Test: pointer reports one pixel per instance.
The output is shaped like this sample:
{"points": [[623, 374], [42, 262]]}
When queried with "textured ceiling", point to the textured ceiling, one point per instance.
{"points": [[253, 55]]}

**EXERCISE:** Quote all the records exactly, please, leaving none out.

**OUTPUT FOR THIS EXERCISE:**
Test: pointer reports one pixel per instance.
The output is shaped like this sample:
{"points": [[623, 374], [42, 262]]}
When queried with "textured ceiling", point to the textured ceiling, one point per instance.
{"points": [[253, 55]]}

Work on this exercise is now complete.